### [Prompt]
Copy word for word the part of the Moringa tree thread below that runs from "# Moringa-tree- eat" up to and including "free to download...".

### [Source passage]

※ ※ ※

# Moringa-tree- eat the blooms, fresh seed-pods + seeds; PURIFY H2O with powdered-seeds



## leashedForLife (Nov 1, 2009)

'World's Most Useful Tree' Provides Low-Cost Water Purification Method For Developing World 


> EXCERPT - [brackets] and *bold* added -
> _ The procedure, which uses seeds from the Moringa oleifera tree, can produce [between] *90 to 99.99% bacterial reduction in previously untreated water*, and [the process] has been made free to download...
> [snip]...
> [this tree is ] *drought-resistant... yields cooking and lighting oil, soil fertilizer, [and] highly nutritious food in... its pods, leaves, seeds and flowers.* Perhaps most importantly, *its seeds can be used to purify drinking water at virtually no cost."*_
> ...


thats an amazing thing - and good on them for making it free-use! :thumbup:

much to my surprise, these trees have already arrived in the USA... 
Moringa Miracle Tree of Life

nutrient analysis of the powdered-leaves: 
Leaf Powder 


> Moringa leaf powder... gram for gram:
> * 7 times the Vitamin C of oranges
> * 4 times the Vitamin A of carrots
> * 4 times the Calcium of milk
> ...


----------



## billyboysmammy (Sep 12, 2009)

ok whilst it sounds brilliant... i dunno but for some reason it reminds me of that latest triffids programme!


----------

※ ※ ※

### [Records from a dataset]
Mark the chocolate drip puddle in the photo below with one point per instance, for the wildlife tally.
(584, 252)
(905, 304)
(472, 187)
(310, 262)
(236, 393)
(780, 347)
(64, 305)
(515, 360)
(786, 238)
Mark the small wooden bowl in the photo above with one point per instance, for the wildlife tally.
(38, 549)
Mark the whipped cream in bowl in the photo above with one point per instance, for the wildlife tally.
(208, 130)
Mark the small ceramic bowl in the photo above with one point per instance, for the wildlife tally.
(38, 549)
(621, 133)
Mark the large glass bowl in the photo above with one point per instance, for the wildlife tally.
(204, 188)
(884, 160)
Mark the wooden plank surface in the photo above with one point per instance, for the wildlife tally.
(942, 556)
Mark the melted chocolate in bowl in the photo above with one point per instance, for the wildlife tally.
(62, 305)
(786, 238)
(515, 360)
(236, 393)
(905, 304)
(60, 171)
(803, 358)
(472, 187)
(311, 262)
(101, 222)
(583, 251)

※ ※ ※

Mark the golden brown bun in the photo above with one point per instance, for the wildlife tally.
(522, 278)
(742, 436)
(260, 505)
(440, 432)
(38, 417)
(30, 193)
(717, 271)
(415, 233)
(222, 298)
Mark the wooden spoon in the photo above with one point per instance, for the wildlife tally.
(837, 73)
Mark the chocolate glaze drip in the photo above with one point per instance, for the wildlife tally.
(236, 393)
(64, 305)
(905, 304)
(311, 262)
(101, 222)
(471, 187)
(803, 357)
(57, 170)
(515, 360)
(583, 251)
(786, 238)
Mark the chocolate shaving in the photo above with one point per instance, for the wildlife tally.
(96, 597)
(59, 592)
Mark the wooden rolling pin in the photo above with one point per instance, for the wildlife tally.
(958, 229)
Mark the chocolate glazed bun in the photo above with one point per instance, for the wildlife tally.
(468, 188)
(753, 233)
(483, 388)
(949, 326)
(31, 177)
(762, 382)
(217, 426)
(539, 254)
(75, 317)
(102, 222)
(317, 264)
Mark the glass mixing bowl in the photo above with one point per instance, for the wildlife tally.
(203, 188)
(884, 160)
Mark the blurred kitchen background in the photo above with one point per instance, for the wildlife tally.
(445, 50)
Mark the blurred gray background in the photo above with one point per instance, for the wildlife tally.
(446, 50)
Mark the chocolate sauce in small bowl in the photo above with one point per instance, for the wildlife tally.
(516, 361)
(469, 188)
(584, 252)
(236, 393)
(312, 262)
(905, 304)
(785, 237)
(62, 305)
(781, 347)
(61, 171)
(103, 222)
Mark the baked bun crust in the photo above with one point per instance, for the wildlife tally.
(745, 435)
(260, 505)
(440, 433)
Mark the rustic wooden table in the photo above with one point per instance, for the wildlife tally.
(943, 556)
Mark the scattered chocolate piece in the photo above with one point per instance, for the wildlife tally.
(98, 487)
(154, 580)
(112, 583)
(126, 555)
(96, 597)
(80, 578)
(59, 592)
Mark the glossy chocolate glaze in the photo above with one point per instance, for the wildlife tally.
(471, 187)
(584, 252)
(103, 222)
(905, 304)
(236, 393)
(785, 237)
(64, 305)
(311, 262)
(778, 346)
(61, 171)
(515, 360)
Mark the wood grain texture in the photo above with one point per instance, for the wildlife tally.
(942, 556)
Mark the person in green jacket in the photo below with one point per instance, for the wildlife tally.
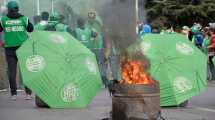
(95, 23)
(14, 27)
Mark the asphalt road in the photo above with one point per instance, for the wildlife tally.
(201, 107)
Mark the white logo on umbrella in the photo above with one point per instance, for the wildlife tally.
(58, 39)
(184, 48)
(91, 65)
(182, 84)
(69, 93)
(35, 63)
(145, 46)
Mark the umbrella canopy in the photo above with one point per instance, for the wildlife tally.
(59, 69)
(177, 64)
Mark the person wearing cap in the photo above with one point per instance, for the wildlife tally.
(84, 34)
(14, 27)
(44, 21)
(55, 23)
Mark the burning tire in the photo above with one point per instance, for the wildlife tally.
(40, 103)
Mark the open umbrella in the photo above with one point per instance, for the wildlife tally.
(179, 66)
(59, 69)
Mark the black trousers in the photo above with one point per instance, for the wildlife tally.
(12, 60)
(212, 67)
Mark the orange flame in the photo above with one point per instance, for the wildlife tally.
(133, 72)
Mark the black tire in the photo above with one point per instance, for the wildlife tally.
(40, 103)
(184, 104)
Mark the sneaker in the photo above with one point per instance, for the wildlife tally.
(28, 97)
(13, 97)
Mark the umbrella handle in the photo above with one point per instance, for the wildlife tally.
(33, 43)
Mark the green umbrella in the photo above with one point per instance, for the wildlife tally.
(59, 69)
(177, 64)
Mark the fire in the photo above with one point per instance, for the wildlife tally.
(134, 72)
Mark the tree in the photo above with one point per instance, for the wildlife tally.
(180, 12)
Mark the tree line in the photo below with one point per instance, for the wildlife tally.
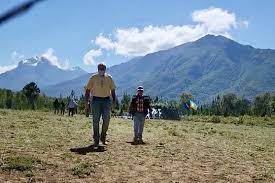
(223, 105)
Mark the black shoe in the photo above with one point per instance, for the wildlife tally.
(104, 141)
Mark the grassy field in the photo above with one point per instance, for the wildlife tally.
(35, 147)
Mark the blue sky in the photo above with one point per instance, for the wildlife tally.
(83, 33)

※ ※ ※

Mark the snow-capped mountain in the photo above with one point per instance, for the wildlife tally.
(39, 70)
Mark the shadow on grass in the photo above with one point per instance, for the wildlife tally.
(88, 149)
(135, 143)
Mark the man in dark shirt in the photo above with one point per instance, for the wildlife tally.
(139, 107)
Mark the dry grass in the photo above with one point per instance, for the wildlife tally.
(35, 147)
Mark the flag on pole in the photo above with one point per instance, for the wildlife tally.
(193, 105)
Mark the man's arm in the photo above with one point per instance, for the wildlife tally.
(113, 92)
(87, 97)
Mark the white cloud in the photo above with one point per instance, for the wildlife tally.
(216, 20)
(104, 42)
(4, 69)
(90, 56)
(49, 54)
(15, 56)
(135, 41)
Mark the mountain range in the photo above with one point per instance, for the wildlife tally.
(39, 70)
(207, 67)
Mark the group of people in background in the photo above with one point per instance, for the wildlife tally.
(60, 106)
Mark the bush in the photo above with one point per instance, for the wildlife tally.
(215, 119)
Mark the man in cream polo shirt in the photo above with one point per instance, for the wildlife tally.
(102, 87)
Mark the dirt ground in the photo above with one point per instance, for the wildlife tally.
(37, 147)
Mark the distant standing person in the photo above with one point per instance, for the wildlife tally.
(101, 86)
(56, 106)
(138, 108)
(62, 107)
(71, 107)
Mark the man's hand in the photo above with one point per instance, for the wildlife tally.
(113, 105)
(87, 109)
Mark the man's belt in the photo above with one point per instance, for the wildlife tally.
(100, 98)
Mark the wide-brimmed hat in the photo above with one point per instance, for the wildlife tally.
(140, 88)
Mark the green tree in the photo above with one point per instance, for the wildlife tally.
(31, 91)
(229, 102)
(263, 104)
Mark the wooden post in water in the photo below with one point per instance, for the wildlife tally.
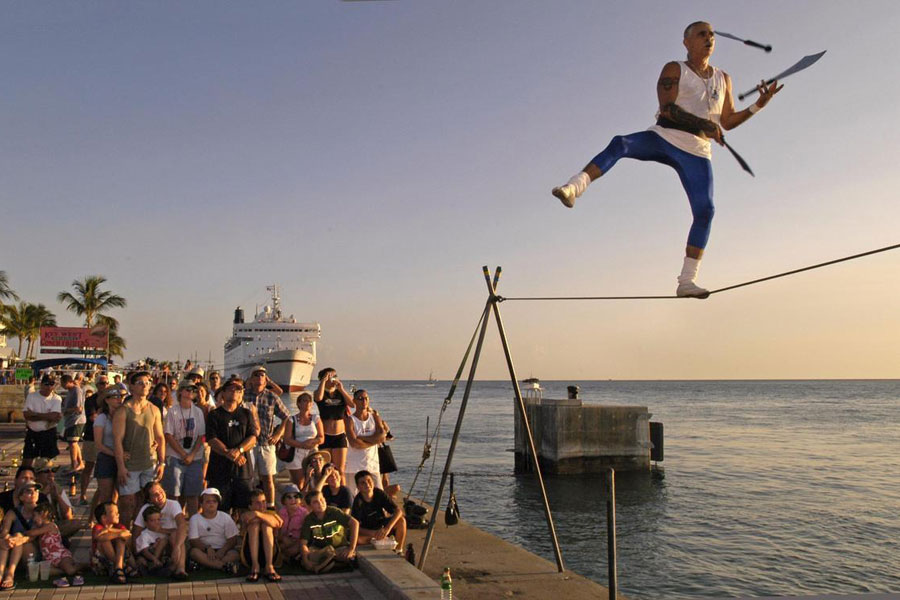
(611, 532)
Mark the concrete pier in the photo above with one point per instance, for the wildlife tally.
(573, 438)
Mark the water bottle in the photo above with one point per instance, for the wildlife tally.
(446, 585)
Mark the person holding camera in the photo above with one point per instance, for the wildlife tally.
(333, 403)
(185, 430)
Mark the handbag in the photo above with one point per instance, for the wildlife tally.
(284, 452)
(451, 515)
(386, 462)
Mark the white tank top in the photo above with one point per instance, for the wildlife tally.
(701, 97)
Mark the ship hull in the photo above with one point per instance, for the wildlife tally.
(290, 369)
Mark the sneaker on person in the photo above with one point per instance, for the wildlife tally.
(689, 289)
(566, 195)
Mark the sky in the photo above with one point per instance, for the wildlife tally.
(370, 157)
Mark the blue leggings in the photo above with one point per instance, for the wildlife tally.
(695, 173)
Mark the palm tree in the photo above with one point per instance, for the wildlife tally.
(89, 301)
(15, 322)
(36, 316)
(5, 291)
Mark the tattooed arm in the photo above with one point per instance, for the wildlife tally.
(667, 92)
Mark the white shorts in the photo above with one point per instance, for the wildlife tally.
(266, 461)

※ ※ ※

### [Result for this exercise]
# Moringa-tree- eat the blooms, fresh seed-pods + seeds; PURIFY H2O with powdered-seeds



## leashedForLife (Nov 1, 2009)

'World's Most Useful Tree' Provides Low-Cost Water Purification Method For Developing World 


> EXCERPT - [brackets] and *bold* added -
> _ The procedure, which uses seeds from the Moringa oleifera tree, can produce [between] *90 to 99.99% bacterial reduction in previously untreated water*, and [the process] has been made free to download...